** Opening Study material block **

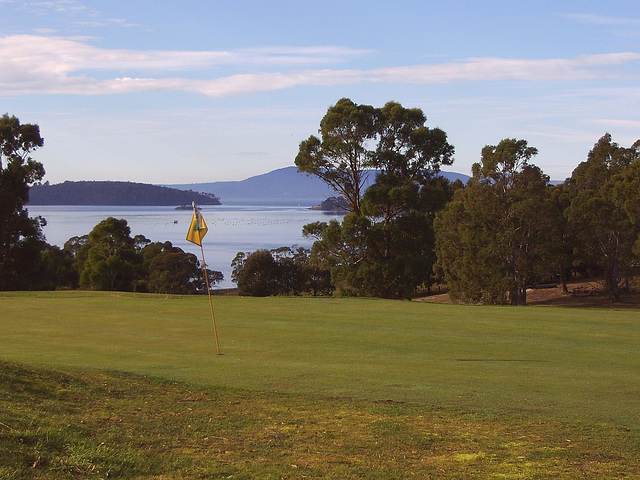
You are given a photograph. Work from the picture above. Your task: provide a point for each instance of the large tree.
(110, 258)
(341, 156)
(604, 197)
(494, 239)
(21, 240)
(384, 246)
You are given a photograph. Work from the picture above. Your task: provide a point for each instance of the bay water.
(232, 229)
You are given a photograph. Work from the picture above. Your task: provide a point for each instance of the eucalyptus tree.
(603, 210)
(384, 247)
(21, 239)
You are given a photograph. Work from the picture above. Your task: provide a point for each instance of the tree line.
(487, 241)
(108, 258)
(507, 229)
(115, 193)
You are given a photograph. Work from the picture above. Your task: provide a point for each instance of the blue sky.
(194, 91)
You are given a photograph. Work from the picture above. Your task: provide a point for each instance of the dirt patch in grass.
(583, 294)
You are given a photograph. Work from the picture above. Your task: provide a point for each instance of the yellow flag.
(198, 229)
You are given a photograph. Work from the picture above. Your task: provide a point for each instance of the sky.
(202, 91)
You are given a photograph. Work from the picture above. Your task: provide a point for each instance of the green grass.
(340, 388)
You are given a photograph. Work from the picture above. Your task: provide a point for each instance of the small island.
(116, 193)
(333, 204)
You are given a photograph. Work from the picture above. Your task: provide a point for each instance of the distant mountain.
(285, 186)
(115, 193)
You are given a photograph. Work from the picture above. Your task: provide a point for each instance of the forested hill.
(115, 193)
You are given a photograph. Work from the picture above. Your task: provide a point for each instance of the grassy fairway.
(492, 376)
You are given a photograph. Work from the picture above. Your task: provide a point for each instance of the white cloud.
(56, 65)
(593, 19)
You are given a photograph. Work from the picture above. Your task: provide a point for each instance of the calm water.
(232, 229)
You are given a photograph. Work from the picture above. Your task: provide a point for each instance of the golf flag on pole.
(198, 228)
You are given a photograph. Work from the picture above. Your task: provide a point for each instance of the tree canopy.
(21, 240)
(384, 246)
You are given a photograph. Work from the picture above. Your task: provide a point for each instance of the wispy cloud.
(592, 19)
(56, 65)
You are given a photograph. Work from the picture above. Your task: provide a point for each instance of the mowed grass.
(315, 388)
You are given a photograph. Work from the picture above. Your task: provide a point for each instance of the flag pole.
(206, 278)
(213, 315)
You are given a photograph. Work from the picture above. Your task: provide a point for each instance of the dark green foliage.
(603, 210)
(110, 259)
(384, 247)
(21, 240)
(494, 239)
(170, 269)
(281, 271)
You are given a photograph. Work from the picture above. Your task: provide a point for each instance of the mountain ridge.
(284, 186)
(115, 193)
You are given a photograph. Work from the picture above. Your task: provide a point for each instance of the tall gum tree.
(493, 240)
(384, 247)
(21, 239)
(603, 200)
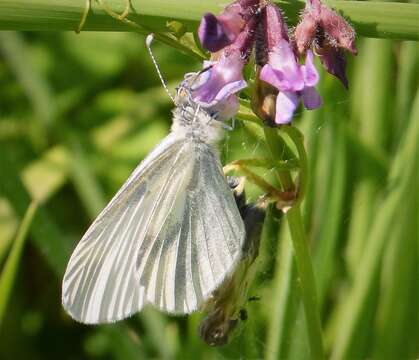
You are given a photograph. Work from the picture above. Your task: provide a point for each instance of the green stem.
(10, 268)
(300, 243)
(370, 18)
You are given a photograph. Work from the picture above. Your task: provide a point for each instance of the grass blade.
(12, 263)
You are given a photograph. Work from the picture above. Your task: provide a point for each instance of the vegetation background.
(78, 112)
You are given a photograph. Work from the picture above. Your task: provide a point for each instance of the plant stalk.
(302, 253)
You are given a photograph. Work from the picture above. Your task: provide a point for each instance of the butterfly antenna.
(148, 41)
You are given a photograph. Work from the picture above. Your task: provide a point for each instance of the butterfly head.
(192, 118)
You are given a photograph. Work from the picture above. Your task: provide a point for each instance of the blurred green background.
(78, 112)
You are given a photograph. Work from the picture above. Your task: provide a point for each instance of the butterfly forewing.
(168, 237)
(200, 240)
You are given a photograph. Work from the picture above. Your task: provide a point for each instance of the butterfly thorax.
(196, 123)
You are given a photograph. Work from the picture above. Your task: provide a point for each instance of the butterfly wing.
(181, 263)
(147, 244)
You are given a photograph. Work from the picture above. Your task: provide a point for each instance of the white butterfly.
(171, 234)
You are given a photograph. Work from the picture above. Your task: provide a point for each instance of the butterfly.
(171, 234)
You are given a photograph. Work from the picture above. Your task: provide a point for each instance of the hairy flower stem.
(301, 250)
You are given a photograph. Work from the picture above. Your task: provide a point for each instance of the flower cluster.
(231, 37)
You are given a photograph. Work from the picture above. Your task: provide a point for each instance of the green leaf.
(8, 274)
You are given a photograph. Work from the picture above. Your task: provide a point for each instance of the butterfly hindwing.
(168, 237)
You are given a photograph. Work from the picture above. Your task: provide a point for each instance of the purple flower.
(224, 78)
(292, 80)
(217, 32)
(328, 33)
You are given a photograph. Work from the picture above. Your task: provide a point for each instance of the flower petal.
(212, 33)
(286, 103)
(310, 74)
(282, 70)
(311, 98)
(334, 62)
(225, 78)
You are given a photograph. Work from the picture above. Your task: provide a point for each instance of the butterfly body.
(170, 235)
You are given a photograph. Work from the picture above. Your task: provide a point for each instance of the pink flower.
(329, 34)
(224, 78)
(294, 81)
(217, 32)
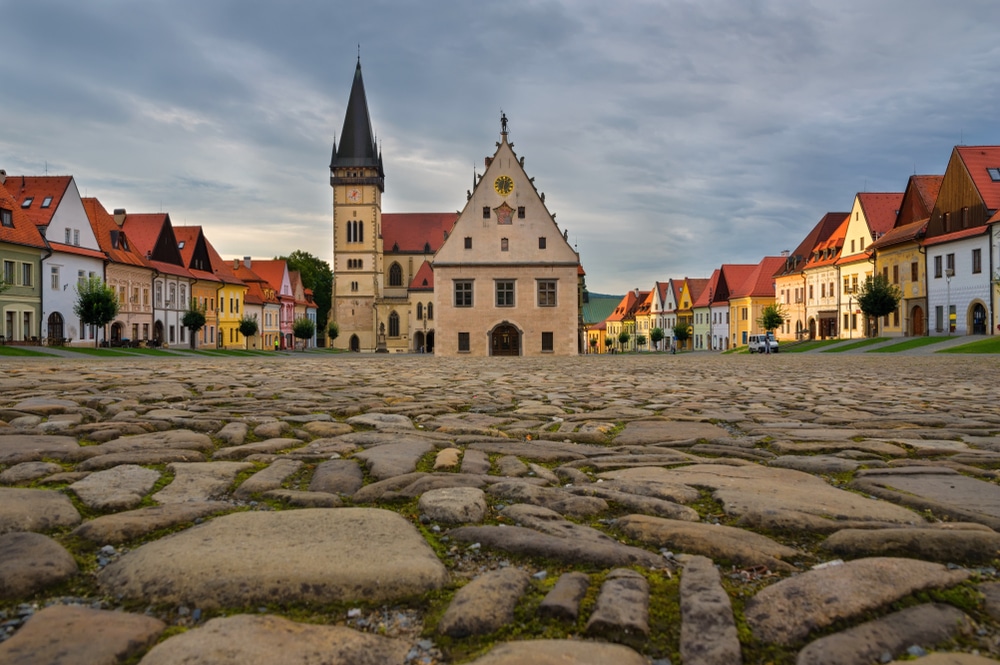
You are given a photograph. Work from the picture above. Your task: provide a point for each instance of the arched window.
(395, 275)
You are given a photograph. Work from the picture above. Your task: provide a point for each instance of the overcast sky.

** Closing Study material block **

→ Problem requirements
The answer must restate each entry word for word and contain no images.

→ Output
You are given a photograph. Work from the picture above. Your task: provide a point for each instance of the large tree.
(110, 258)
(341, 156)
(604, 197)
(494, 239)
(21, 240)
(384, 246)
You are given a photograph. Work from the picture above. Your task: provide a point for each instance of the bay water.
(232, 229)
You are given a photograph. Work from the picture above. Your task: provide a point for each instance of the eucalyptus tree.
(603, 210)
(384, 247)
(21, 239)
You are given a photograph. Work from the picture above. Your task: provide a point for each instance of the tree line.
(487, 241)
(108, 258)
(507, 229)
(115, 193)
You are given a photograph. Work from the picture above. Your task: provide a point for each instance of the blue sky.
(194, 91)
You are given a photograph. Work from the picture above. Your task: provide a point for each instance of the dirt patch in grass.
(583, 294)
You are given a photograph. Work from the picture above. Your task: provide a point for each instance of the yellow flag.
(198, 229)
You are given a photograph. Work from the picture above. Your task: provide a point for each instance of the sky.
(202, 91)
You are given a photograph. Work from the picture above. Your task: provide a point for each instance of the green grass.
(340, 388)
You are given a photograph. Work from the picture above. Your task: provide a point for each instance of the small island.
(116, 193)
(333, 204)
You are given a photograph. Work from the picture above. Your task: provide a point for each instance of the distant mountain.
(285, 186)
(115, 193)
You are given a photograph. Work from the picture above. Your task: provide a point for each instance of the forested hill.
(115, 193)
You are given a photograph. Work from the picture above. Your task: provide a point for each instance of the grassy fairway.
(492, 376)
You are given a photograph. Work from the picture above. Your task: provide a point for each instance of the white cloud.
(56, 65)
(593, 19)
You are given a photograph. Work from the picture above. Your task: provide a point for each instance of the calm water.
(232, 229)
You are given a photograph. Work from the picture above. Your task: provide a point for each instance of the golf flag on pole.
(198, 228)
You are given a photograph. Work from the picture above. Your task: provide a point for each instance of the tree canopy.
(21, 240)
(384, 246)
You are given a photograph. Work from the picture above. Your task: provide a point for each instance of the wispy cloud.
(592, 19)
(56, 65)
You are given a photograph. Work from the picture above. Your task: provide a point for each instance of the mowed grass.
(315, 388)
You are given a photograph. Work from the picture above. Your task: provide a point for each instance of the flag pole.
(206, 278)
(213, 315)
You are given a photograph. Work from the picture above. Your task: provide a point for each instance of the dark green foliage.
(603, 210)
(110, 259)
(384, 247)
(21, 240)
(494, 239)
(170, 269)
(281, 271)
You are given a photograph. Work from the picture above. Your task: provide a point for each instance of the mountain ridge.
(284, 186)
(115, 193)
You are given a photograph. Work from the picture above. Your task: provide a point for each instance of the tall gum tree.
(493, 240)
(384, 247)
(21, 239)
(603, 200)
You are given a photograph. Work from the picture above. Your task: provide a point for each instance of the green stem.
(10, 268)
(300, 243)
(370, 18)
You are given a photograph. Work from the picture above. Your task: provide a point for each instance of the grass blade.
(12, 263)
You are given a photograph. Work from the picture above. Your task: provide a point for each instance of the vegetation background.
(78, 112)
You are given a photograph. Work from the picture above. Your task: provide a point for each instance of the plant stalk.
(302, 253)
You are given a photograph. Work from the picture above. Your task: provide a point for each instance of the butterfly antenna.
(148, 41)
You are given a photograph. Work from the picture above. Your task: provide a point for each instance of the butterfly head.
(192, 118)
You are given a photograph. Work from the picture above. Your task: provide a point for each instance of the blurred green background.
(78, 112)
You are given a photograph. Work from the picture above. Your task: provide a point for each instance of the butterfly forewing.
(168, 237)
(200, 240)
You are given a photograph. Work from the picture above. Your task: provide a point for each instance of the butterfly thorax.
(196, 123)
You are given a photograph. Work from the picture above. Your task: provide a point for each instance of the butterfly wing.
(181, 263)
(147, 244)
You are given a photograph. Work from the picture above. Your task: provide a point for each instance of the white butterfly.
(171, 234)
You are given a photograph. Work from the picture above. Your task: provide a point for each instance of the butterfly.
(171, 234)
You are given a photograph. Work from the picture above. Your task: provide a point for each instance of the hairy flower stem.
(301, 250)
You are given a photograph. Work from the picture above. Your task: provide a point for each instance of the flower cluster.
(231, 37)
You are given a photograph. Work from the picture above. Your task: provide a point for each instance of the green leaf.
(8, 274)
You are given a photograph. Work from the picture above. Your task: provide a point for each instance of the butterfly hindwing.
(168, 237)
You are given a photograph. Work from the picture above. Your task: provide a point for each instance of the purple flower.
(224, 78)
(292, 80)
(217, 32)
(328, 33)
You are given a photograph. Work from the picture above. Your task: provide a point for each instance of the flower petal.
(212, 33)
(286, 103)
(310, 74)
(282, 70)
(311, 98)
(334, 62)
(225, 78)
You are given a photograph. Work from the picture above. Your task: provide a point for each instance of the butterfly body.
(170, 235)
You are given a photograph. Work from the picture above. Your task: provide a point for each instance of the pink flower.
(329, 34)
(224, 78)
(294, 81)
(217, 32)
You are given a photograph. Work from the picture above. Your task: provide a point for each instance of the arched window.
(395, 275)
You are given a photograph. Work from the picture above. Your task: provide a point for each instance of the overcast sky.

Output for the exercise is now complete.